(DATASET)

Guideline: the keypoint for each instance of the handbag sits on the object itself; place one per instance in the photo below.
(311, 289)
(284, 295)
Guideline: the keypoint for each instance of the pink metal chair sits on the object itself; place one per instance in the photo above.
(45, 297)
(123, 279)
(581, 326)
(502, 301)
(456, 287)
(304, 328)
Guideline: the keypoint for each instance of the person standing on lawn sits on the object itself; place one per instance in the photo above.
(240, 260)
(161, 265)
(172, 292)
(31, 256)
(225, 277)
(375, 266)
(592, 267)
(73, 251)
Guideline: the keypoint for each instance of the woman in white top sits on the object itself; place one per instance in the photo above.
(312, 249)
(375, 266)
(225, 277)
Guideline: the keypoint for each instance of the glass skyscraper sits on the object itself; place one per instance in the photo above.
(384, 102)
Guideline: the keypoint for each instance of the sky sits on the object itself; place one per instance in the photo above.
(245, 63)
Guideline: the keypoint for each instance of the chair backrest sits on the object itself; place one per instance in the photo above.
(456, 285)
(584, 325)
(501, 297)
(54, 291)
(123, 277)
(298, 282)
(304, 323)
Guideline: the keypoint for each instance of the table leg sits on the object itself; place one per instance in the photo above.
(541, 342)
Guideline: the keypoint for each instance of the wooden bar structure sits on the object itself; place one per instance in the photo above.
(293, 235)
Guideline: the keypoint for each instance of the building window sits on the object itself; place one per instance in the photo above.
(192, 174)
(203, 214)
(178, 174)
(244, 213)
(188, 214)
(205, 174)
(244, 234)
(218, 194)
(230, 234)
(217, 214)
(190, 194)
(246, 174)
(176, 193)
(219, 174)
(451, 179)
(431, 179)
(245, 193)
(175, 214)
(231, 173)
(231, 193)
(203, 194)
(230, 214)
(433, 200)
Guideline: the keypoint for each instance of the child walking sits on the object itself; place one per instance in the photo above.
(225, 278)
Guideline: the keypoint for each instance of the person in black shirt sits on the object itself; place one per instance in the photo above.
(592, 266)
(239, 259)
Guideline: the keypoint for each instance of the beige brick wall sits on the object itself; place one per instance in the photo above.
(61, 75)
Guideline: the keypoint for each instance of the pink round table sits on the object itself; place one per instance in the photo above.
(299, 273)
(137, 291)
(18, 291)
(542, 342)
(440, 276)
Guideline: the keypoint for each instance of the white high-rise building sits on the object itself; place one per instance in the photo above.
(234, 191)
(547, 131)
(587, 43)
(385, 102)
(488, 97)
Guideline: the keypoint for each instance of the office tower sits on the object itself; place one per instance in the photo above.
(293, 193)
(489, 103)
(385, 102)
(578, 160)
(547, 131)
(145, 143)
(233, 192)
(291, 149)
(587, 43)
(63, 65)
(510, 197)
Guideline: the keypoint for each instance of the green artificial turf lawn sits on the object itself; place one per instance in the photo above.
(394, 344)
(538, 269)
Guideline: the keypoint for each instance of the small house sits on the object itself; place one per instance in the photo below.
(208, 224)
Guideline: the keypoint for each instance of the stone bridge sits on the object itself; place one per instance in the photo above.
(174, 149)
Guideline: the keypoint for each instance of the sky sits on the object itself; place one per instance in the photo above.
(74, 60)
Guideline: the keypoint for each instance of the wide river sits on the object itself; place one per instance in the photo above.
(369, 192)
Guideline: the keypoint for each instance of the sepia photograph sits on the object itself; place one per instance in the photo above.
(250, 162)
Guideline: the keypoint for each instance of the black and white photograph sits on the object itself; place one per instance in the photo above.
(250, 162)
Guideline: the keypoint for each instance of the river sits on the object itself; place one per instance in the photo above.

(End DATASET)

Copy down the whole of the data above, matching it exactly.

Guideline: the keypoint for each instance of the handbag sits on the object itself; place one per instance in the photo below.
(311, 289)
(284, 295)
Guideline: the keypoint for each instance of the pink metal chair sits on the object itself; place one per instance in the photo above.
(45, 297)
(123, 279)
(581, 326)
(502, 301)
(456, 287)
(304, 328)
Guideline: the keypoint for each instance of the person standing on lawn sits on the object itself; place one per instance in the photo above.
(240, 260)
(161, 265)
(172, 292)
(31, 256)
(225, 277)
(375, 266)
(592, 267)
(73, 251)
Guideline: the keypoint for each instance of the woman in white top sits on the object itself; place one per instance in the photo above.
(312, 249)
(375, 266)
(225, 277)
Guideline: the keypoint for each instance of the glass skyscraper sits on the object itself; place one per instance in the photo above.
(384, 102)
Guideline: the keypoint for each instance of the sky sits on the object itself; place one per instance in the photo above.
(245, 63)
Guideline: the keypoint for each instance of the chair backrest sits on the object itself; place one per instance in the photo above.
(456, 285)
(584, 325)
(501, 297)
(54, 291)
(123, 277)
(298, 282)
(304, 323)
Guideline: the keypoint for each instance of the table leg sits on the object itself; place one per instance in the photo above.
(541, 342)
Guideline: the keypoint for each instance of the wooden bar structure sits on the object itself; place one per instance in the photo above.
(293, 235)
Guideline: the keypoint for each instance of the building window sits on the object itself; place one per instance in the photo above.
(192, 174)
(203, 214)
(178, 174)
(244, 213)
(188, 214)
(205, 174)
(244, 234)
(218, 194)
(230, 234)
(217, 214)
(190, 194)
(246, 174)
(176, 193)
(219, 174)
(451, 179)
(431, 179)
(245, 193)
(175, 214)
(231, 173)
(231, 193)
(203, 194)
(230, 214)
(433, 200)
Guideline: the keypoint for each instance of the child walking sits on the object itself; place one per instance in the photo above.
(225, 278)
Guideline: the keypoint for each instance of the person in black shirt sits on the object itself; place one per instance in the photo above.
(592, 266)
(239, 259)
Guideline: the keypoint for each instance of the beige brick wall sits on the object itself; place one per instance in the photo above.
(61, 75)
Guideline: the keypoint for each instance of the pink round table sits on the object itself; place one per instance in the photo above.
(299, 273)
(137, 291)
(18, 291)
(542, 342)
(440, 276)
Guideline: the keypoint for each instance of the white high-rise building sits on the object itself; place one per instance in the photo above.
(234, 191)
(547, 131)
(587, 43)
(385, 102)
(488, 97)
Guideline: the keypoint for each instance of the office tower sits on the object itself; place one per instance in the photo above.
(293, 193)
(489, 103)
(385, 102)
(578, 160)
(547, 131)
(145, 143)
(233, 192)
(291, 149)
(587, 43)
(63, 65)
(510, 197)
Guideline: the keypoint for each instance of the green artificial turf lawn sits on the object itself; place one per instance in the photo above.
(394, 344)
(538, 269)
Guideline: the keypoint for each instance of the small house sits on the object itself; place one per instance in the photo below.
(208, 224)
Guideline: the keypoint for each instance of the stone bridge sits on the object itself; place one per instance in the photo above.
(174, 149)
Guideline: the keypoint for each instance of the sky sits on the object itself; place one per instance in the photo above.
(74, 60)
Guideline: the keypoint for each instance of the wide river sits on the object itself; place one per instance in the photo above.
(369, 192)
Guideline: the keypoint for each instance of the sepia photograph sits on the object itself; place one per instance in the photo above.
(250, 162)
Guideline: the keypoint for each instance of the black and white photograph sits on the object itself; place one per instance in the photo above.
(250, 162)
Guideline: the keypoint for each instance of the river sits on the object itself; place one per instance in the photo above.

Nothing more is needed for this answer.